Saved data entries:
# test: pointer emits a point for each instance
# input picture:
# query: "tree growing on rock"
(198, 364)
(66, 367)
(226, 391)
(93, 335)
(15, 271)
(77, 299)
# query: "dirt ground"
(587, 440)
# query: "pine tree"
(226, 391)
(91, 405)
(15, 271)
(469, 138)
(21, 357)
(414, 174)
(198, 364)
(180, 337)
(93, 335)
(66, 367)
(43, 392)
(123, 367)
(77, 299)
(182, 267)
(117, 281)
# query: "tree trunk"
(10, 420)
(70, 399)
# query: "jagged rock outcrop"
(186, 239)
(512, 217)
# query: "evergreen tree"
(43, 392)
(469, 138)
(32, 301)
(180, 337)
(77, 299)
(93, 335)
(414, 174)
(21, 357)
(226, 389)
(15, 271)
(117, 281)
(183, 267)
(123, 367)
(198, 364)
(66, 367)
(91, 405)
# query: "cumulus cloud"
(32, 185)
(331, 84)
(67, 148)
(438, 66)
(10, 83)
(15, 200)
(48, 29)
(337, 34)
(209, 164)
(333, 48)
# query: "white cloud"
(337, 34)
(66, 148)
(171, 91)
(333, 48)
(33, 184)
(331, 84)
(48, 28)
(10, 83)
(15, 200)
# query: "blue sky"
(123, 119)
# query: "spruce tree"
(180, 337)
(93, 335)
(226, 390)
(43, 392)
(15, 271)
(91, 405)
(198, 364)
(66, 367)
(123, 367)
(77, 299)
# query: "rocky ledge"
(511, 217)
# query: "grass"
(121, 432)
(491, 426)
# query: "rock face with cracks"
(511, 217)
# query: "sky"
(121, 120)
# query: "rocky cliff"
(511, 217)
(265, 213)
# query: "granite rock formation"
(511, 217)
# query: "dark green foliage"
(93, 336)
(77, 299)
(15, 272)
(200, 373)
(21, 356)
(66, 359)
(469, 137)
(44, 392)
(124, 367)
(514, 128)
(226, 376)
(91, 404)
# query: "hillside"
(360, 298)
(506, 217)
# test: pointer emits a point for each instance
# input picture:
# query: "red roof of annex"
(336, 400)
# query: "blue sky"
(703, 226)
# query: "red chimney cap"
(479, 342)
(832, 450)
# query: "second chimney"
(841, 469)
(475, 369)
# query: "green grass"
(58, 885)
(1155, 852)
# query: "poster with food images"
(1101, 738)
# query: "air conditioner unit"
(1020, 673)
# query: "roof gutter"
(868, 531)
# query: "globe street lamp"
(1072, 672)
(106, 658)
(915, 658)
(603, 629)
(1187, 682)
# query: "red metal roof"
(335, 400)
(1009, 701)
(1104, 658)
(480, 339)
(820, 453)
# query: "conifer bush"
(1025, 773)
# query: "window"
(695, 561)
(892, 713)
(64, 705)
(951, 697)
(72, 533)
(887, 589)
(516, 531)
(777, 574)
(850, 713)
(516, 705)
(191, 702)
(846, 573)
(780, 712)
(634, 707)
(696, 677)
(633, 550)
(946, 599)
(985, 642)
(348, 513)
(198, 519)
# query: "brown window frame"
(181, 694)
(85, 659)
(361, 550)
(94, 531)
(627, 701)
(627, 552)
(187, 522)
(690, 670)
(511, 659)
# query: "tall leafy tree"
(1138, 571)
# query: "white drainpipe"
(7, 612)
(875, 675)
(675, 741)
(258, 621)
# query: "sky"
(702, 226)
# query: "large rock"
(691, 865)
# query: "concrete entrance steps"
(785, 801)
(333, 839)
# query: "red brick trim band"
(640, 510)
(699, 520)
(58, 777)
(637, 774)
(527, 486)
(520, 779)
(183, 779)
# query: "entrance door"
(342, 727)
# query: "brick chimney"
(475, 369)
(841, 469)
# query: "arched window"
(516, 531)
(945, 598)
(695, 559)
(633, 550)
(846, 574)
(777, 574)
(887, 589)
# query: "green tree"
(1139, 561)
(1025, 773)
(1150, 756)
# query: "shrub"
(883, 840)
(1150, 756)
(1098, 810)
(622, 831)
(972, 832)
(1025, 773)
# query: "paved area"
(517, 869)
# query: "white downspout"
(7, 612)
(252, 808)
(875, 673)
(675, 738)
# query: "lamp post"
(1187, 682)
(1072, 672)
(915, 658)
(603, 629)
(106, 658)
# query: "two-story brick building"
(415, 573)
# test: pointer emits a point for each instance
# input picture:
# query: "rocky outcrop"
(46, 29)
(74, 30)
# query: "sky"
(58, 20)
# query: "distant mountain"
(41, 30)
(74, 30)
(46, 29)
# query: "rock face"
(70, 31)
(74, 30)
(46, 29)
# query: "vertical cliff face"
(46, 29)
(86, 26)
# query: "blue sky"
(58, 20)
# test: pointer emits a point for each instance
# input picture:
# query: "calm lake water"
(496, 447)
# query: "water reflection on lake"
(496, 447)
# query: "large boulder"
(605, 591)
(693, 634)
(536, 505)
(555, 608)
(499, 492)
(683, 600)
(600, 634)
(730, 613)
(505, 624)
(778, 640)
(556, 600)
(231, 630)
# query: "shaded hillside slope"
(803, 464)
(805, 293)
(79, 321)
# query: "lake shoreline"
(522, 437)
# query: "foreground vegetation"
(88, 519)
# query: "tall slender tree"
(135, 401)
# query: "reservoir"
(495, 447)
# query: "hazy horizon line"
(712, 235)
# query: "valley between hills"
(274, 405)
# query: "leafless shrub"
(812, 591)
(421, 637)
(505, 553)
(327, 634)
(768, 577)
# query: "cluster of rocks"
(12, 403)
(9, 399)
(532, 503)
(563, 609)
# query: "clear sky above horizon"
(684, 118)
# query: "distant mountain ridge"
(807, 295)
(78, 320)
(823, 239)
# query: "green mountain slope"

Task statement = Using the data above, return each line exactly as written.

Result for this exercise =
# test: pointer emits a point for each instance
# input picture:
# query: "tree growing on rock"
(198, 364)
(66, 367)
(226, 391)
(93, 335)
(15, 271)
(77, 299)
# query: "dirt ground"
(587, 440)
# query: "pine tree"
(226, 391)
(91, 405)
(15, 271)
(469, 138)
(21, 357)
(414, 174)
(198, 364)
(180, 337)
(93, 335)
(66, 367)
(43, 392)
(123, 367)
(77, 299)
(182, 267)
(117, 281)
# query: "tree trunk"
(10, 420)
(70, 399)
# query: "jagged rock outcrop"
(186, 239)
(512, 217)
# query: "evergreen tree"
(43, 392)
(469, 138)
(32, 301)
(180, 337)
(77, 299)
(93, 335)
(414, 174)
(21, 357)
(226, 389)
(15, 271)
(117, 281)
(183, 267)
(123, 367)
(198, 364)
(66, 367)
(91, 405)
# query: "cumulus cloud"
(32, 185)
(331, 84)
(67, 148)
(438, 66)
(10, 83)
(15, 200)
(48, 29)
(337, 34)
(209, 164)
(333, 48)
# query: "white cloud"
(337, 34)
(66, 148)
(171, 91)
(333, 48)
(33, 184)
(331, 84)
(48, 28)
(10, 83)
(15, 200)
# query: "blue sky"
(123, 119)
# query: "spruce tree"
(180, 337)
(93, 335)
(226, 390)
(43, 392)
(15, 271)
(91, 405)
(198, 364)
(66, 367)
(123, 367)
(77, 299)
# query: "rocky ledge"
(511, 217)
# query: "grass"
(121, 432)
(491, 426)
# query: "rock face with cracks"
(511, 217)
# query: "sky"
(121, 120)
# query: "rocky cliff"
(511, 217)
(265, 213)
# query: "granite rock formation"
(511, 217)
# query: "dark green foliage"
(93, 336)
(77, 299)
(15, 272)
(200, 373)
(21, 356)
(66, 359)
(469, 137)
(44, 392)
(124, 367)
(514, 128)
(226, 376)
(91, 404)
# query: "hillside"
(360, 298)
(506, 217)
# test: pointer emits a point for each instance
# input picture:
# query: "red roof of annex"
(336, 400)
# query: "blue sky"
(703, 226)
# query: "red chimney cap"
(479, 342)
(832, 450)
# query: "second chimney"
(841, 469)
(475, 369)
# query: "green grass"
(58, 885)
(1155, 852)
# query: "poster with food images"
(1101, 738)
# query: "air conditioner unit"
(1020, 673)
# query: "roof gutter"
(868, 531)
# query: "globe street lamp"
(1072, 672)
(106, 658)
(915, 658)
(603, 629)
(1187, 682)
# query: "red metal roof"
(335, 400)
(1009, 701)
(1104, 658)
(480, 339)
(820, 453)
# query: "conifer bush"
(1025, 773)
# query: "window"
(695, 561)
(892, 713)
(64, 705)
(951, 697)
(72, 533)
(887, 589)
(516, 531)
(777, 574)
(850, 713)
(516, 705)
(191, 702)
(846, 573)
(780, 712)
(634, 707)
(696, 677)
(633, 550)
(946, 599)
(985, 642)
(348, 513)
(198, 519)
# query: "brown window frame"
(181, 694)
(85, 659)
(361, 550)
(94, 531)
(627, 701)
(627, 552)
(187, 522)
(690, 670)
(511, 659)
# query: "tall leafy tree"
(1138, 571)
# query: "white drainpipe"
(7, 612)
(875, 675)
(675, 741)
(258, 621)
# query: "sky"
(702, 226)
# query: "large rock"
(691, 865)
# query: "concrete entrance steps"
(785, 801)
(333, 839)
# query: "red brick trim band"
(640, 510)
(699, 520)
(58, 777)
(637, 774)
(527, 486)
(520, 779)
(183, 779)
# query: "entrance door"
(342, 727)
# query: "brick chimney"
(475, 369)
(841, 469)
# query: "arched window"
(516, 531)
(945, 598)
(695, 559)
(633, 550)
(846, 574)
(777, 574)
(887, 589)
# query: "green tree"
(1139, 561)
(1025, 773)
(1150, 756)
# query: "shrub"
(883, 840)
(1150, 756)
(1098, 810)
(622, 831)
(972, 832)
(1025, 773)
# query: "paved area"
(517, 869)
# query: "white downspout"
(7, 612)
(252, 808)
(875, 673)
(675, 738)
# query: "lamp post"
(1187, 682)
(1072, 672)
(915, 658)
(603, 629)
(106, 658)
# query: "two-story brick building"
(415, 573)
# test: pointer emits a point for each instance
# input picture:
# query: "rocky outcrop"
(46, 29)
(74, 30)
# query: "sky"
(58, 20)
# query: "distant mountain"
(41, 30)
(74, 30)
(46, 29)
# query: "rock face"
(70, 31)
(74, 30)
(46, 29)
# query: "vertical cliff face"
(46, 29)
(86, 26)
# query: "blue sky"
(58, 20)
# test: pointer emits a point for each instance
# input picture:
# query: "calm lake water"
(496, 447)
# query: "water reflection on lake"
(496, 447)
# query: "large boulder"
(605, 591)
(693, 634)
(536, 505)
(555, 608)
(499, 492)
(683, 600)
(600, 634)
(730, 613)
(505, 624)
(778, 640)
(556, 600)
(231, 630)
# query: "shaded hillside slope"
(803, 464)
(805, 293)
(79, 321)
# query: "lake shoreline"
(522, 437)
# query: "foreground vegetation"
(88, 519)
# query: "tall slender tree"
(135, 401)
# query: "reservoir"
(495, 447)
# query: "hazy horizon line"
(712, 235)
# query: "valley between hills"
(274, 405)
# query: "leafless shrub"
(812, 591)
(421, 637)
(505, 553)
(327, 634)
(768, 577)
# query: "cluster of rocks"
(12, 403)
(9, 399)
(532, 503)
(563, 609)
# query: "clear sky above horizon"
(684, 118)
# query: "distant mountain ridge"
(807, 295)
(78, 320)
(823, 239)
# query: "green mountain slope"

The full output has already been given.